» Problem details: From the passage on women's suffrage below, reproduce word for word the portion between "COVID’s devastation affected" and "not easily overcome.", inclusive.

» Extract provided:
BEGIN
COVID’s devastation affected the world’s way of life including many of us in the United States who wanted to showcase the 100th anniversary of women’s suffrage. It is shameful it took over seventy years to enact women’s suffrage, including overcoming a horrid 1875 Supreme Court ruling (Minor v. Hapersetts) in which the Court ruled that although Hapersett was a female Missouri citizen, “The constitutionally protected privilege of citizenship did not includec her right to vote!” Prejudice is not easily overcome.
The 1922 Cable Act reversed immigration laws that had women who married foreigners forcibly lose their US citizenship and instead take on the foreign citizenship of their husbands! Notably, Asian were not able to be U. S. citizens, so this act did not protect women who married them! It would take decades longer for women of color to truly be given the right to vote . Yet when they did, they played a critical role in electing our current President Biden and Vice President Harris, the first woman, the first woman of Indian and Black heritage.
END
» Region descriptions in natural language:
BEGIN
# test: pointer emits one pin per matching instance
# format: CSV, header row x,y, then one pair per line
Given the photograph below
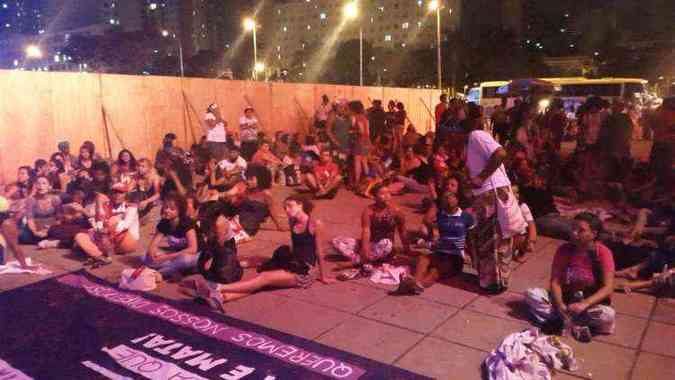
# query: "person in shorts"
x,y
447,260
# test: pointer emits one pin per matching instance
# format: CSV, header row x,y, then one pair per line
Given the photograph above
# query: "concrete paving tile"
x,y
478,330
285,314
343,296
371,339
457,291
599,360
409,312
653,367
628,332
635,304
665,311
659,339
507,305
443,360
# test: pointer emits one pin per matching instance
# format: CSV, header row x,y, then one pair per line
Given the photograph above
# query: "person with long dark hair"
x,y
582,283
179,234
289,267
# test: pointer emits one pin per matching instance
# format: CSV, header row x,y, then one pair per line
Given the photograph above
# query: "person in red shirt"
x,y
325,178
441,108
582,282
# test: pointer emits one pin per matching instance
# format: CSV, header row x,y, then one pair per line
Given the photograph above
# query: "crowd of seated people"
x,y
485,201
END
BEGIN
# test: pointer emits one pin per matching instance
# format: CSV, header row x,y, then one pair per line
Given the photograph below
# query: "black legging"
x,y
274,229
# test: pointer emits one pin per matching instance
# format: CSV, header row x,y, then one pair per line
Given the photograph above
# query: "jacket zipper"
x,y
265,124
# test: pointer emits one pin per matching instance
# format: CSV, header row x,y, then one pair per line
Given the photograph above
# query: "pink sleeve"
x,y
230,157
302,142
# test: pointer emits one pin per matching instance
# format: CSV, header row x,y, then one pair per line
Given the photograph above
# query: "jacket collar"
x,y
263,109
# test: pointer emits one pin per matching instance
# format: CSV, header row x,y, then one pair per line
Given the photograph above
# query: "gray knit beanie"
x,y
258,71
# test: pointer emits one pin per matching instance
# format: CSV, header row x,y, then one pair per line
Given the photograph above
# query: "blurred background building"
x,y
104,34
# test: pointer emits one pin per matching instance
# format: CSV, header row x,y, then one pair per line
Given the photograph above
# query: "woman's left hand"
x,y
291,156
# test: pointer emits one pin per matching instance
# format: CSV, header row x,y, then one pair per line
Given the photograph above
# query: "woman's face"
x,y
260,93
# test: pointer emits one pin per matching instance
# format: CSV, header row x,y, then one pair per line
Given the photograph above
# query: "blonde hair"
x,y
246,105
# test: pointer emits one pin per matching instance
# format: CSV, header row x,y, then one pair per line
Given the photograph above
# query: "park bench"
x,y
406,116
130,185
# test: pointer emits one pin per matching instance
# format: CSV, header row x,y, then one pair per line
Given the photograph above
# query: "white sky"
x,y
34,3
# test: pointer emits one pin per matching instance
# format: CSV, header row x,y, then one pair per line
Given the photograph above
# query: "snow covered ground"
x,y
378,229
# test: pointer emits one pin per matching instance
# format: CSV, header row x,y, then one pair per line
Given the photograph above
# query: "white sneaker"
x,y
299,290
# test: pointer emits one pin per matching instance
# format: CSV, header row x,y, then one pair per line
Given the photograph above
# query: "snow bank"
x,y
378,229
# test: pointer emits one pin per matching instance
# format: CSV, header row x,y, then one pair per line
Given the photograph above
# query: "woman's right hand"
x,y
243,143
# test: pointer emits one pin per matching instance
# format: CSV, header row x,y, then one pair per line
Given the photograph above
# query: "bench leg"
END
» Output of the exercise:
COVID’s devastation affected the world’s way of life including many of us in the United States who wanted to showcase the 100th anniversary of women’s suffrage. It is shameful it took over seventy years to enact women’s suffrage, including overcoming a horrid 1875 Supreme Court ruling (Minor v. Hapersetts) in which the Court ruled that although Hapersett was a female Missouri citizen, “The constitutionally protected privilege of citizenship did not includec her right to vote!” Prejudice is not easily overcome.